== Documento
Claro, no era el único que no
encajaba. Entonces, pertenecía al grupo de los que no pertenecían
a ningún grupo. Tuve un amigo durante toda la primaria, otro
compañero más bien solitario. Recuerdo que nos visitábamos
ocasionalmente por las tardes, pero curiosamente tengo muy pocos
recuerdos sobre lo que hacíamos. Y la verdad es que duró poco,
porque pronto yo adopté la religión del baloncesto y él no, y nos
distanciamos poco a poco. Para cuando iniciamos la secundaria yo ya
estaba por mi cuenta y, hasta donde supe, él también.
La secundaria fue tortura. Los embates
contra la privacidad de uno se hicieron más frecuentes e intensos,
usualmente en la forma de invitaciones a todo tipo de convivencias
formales e informales. Si no había una razón para invitarlo a uno
entonces se inventaba, con tal de ir a perder el tiempo juntos. Yo
acepté al principio porque no sabía lo que me esperaba y no sabía
decir que no. Ellos se divertían, supongo, platicando de series de
televisión que yo no veía, quejándose de tareas que a mí no me
costaban trabajo, debatiendo sobre deportes que no me interesaban—ah,
cómo detesto el futbol—, presumiendo de sus primeras aventuras con
el sexo opuesto, relatando a detalle sus primeras experiencias con el
alcohol... en fin, un sinfín de temas que a mí me parecían
auténticas idioteces (¿qué nadie lee un libro por
aquí?).
Inevitablemente, mi paciencia se
terminaba y, aunque todavía no fuera hora de que mis padres pasaran
por mí, yo me levantaba y me despedía. Y entonces se desataba:
—¡Pero cómo que ya te vas...!
—¡Pero si apenas vamos
empezando...!
—Ándale, nomás tómate una chela
primero...
—Quédate, se va a poner bien, al
ratito llegan Fulanita y Sutanita...
Y entonces yo recurría a pretextos
para poder zafarme, cosas ridículas que obviamente no podían ser
ciertas y que ponían en evidencia que lo que realmente quería era
estar en otro lado, por mí mismo. Con el tiempo aprendí a no
decir nada y solamente desaparecer. Me levantaba para ir al baño y
nunca regresaba. Varias veces dejé reuniones muchas horas antes de
la hora que había acordado con mis padres para que pasaran por mí
(generalmente yo ponía una hora y ellos decían que no, que era muy
temprano, que pasaban más tarde). Frecuentemente buscaba algún
lugar afuera para esperar casi escondido a que llegaran—no había
celulares en ese entonces para avisarles que vinieran, o al menos no
como ahora que cualquier chiquillo tiene uno, y no me sabía mover en
transporte público todavía.
====
== Material proporcionado
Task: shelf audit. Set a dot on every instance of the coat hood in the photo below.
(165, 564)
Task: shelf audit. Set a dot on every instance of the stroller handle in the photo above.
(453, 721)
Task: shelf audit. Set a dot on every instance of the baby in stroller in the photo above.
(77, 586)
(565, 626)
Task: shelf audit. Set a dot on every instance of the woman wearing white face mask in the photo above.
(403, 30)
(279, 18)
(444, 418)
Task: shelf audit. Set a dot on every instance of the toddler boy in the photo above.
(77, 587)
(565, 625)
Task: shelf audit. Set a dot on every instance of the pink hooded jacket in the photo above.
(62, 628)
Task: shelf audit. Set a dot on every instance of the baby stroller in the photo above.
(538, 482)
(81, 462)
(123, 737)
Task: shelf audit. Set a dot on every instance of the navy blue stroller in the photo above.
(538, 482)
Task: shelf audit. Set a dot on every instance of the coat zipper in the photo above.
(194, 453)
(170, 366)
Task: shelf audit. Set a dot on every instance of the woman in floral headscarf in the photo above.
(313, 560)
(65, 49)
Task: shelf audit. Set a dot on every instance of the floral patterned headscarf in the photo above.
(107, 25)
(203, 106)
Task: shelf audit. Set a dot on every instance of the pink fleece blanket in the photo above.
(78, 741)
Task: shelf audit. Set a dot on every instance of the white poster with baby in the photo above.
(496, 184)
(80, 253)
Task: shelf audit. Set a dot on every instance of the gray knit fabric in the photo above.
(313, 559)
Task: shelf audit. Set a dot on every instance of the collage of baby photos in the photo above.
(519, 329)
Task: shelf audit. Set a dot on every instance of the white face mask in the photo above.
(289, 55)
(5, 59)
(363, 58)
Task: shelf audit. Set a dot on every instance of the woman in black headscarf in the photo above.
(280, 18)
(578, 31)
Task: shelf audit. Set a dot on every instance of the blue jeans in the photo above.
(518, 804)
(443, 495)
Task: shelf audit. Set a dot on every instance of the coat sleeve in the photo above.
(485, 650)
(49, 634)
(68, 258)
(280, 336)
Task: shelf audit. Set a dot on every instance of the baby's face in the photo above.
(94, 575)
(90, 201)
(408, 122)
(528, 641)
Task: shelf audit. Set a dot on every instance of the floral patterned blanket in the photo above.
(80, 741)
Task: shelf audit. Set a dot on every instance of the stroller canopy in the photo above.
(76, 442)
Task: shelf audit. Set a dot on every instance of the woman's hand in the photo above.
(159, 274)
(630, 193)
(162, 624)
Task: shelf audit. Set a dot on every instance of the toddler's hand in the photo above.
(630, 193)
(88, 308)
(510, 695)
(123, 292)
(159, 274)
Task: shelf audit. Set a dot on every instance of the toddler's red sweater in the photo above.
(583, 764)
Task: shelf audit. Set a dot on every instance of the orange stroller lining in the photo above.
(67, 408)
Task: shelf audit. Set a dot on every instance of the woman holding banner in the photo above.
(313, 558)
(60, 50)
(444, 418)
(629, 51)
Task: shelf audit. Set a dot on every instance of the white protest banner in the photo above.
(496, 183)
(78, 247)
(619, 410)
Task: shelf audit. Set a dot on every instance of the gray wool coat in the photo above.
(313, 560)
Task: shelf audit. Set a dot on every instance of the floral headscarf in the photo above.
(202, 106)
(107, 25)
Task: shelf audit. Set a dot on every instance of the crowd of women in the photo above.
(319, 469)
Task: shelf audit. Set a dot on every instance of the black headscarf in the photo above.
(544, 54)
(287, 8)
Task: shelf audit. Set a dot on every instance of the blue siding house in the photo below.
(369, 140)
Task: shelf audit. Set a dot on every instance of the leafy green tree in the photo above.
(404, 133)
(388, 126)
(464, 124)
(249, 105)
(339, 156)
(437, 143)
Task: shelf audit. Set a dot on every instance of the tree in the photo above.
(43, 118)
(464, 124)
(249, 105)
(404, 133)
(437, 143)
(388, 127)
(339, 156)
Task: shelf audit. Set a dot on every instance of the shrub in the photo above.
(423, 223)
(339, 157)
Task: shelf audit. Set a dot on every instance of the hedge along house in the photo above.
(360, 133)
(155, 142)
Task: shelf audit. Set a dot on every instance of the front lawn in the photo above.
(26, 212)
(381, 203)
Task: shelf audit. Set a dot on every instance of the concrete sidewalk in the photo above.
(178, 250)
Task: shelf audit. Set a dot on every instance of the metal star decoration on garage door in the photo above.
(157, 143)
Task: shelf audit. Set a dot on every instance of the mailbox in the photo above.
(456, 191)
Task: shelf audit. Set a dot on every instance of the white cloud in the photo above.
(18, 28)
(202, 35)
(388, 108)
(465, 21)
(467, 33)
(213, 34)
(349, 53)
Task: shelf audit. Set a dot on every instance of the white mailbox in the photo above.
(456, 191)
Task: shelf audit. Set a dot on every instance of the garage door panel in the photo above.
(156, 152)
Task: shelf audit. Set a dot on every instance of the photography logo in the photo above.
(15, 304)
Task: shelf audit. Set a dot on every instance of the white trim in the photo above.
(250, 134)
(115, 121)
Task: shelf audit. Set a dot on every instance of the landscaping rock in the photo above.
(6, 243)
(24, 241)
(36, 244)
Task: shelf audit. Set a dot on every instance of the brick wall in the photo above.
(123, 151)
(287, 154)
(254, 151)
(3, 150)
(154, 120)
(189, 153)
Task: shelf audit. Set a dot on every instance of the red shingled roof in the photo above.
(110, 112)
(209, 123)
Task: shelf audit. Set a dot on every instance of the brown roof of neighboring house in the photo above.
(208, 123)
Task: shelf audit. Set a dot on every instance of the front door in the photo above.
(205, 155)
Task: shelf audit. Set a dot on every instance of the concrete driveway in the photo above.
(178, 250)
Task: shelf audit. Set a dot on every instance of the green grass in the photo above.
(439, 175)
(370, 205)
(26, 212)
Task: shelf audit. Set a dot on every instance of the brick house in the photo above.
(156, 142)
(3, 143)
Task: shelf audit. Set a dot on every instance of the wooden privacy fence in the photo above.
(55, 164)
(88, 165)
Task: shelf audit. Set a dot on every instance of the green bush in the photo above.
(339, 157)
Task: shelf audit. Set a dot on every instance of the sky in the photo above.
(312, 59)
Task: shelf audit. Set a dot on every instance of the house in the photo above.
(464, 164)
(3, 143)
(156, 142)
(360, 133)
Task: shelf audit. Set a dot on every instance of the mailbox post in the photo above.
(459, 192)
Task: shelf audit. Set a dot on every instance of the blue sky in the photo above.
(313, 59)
====
Retoma el relato sobre los años escolares y continúalo a partir de su última oración. Las filas no hacen falta para esto.

#### [Resultado]
Con el tiempo, las invitaciones a
convivir se fueron haciendo menos frecuentes, a medida que mis
compañeros de la escuela entendieron que realmente no me interesaba
estar con ellos (y que estaba aterrado de ellas,
agregaría yo ahora). Solamente era invitado por pura formalidad en
ocasiones supuestamente importantes, como las fiestas de quince años
de alguna compañera popular. Minutos después de que recibía mi
invitación al evento, la tiraba a la basura o la regalaba. Yo sabía
que no iba a ir. Todos sabían que no iba a ir. Eran puras
formalidades pendejas.
Fue así que entré a la preparatoria,
completamente aislado de mis congéneres—y feliz de estarlo—salvo por el deporte que
tanto amaba, y que para mi desgracia era un deporte de equipo.
Difícilmente pudiera decirse en ese entonces que apreciaba a mis
compañeros de equipo. Más bien estaba resignado a ellos, los
toleraba. Tal vez con uno o dos de ellos me llevaba bien, pero la
amistad nunca salió de la cancha. Lo mismo ocurrió en la escuela:
nuevamente me encontraba en el grupo de los que no tenían grupo, y
me encontré con que dos o tres de ellos eran tolerables, pero no me
perdía de nada si prefería irme a la biblioteca en vez de estar con
ellos.
* * *
Todavía valoro mucho mi
tiempo a solas. Llego a contar con él, de hecho. Y muchas veces no
lo uso para hacer algo particularmente importante; lo importante es
que lo que haga lo haga por mi cuenta. Puedo leer, escribir, tomar
algo o solamente pensar (a veces lo hago en voz alta sin darme cuenta). Pocas cosas me irritan más que tener que sacrificar
ese tiempo a solas por algún cambio de planes y, cuando sucede, procuro
reponerlo de algún modo.
No cabe duda que he cambiado desde que salí de la prepa, y por una diversidad de factores. El sexo femenino, para
empezar, puede ser muy persuasivo, sobre todo cuando son féminas
nuevas que no lo conocen a uno y sus tendencias solitarias. Conocer gente nueva en la universidad, tanto en el deporte como en el aula, fue todo un alivio. El
cambio desde el sistema de educación privada hacia la educación
pública me sentó bien; la gente resulta ser no solamente más
tolerable de este lado, sino genuinamente agradable. Y claro, ayuda
tener psiquiatras hábiles con la razón y con los narcóticos.
Todos han contribuido a manejar y administrar mis ansias de soledad.
Caray, desde que salí de la prepa hasta hice amigos. A veces hasta voy a tomar algo con ellos.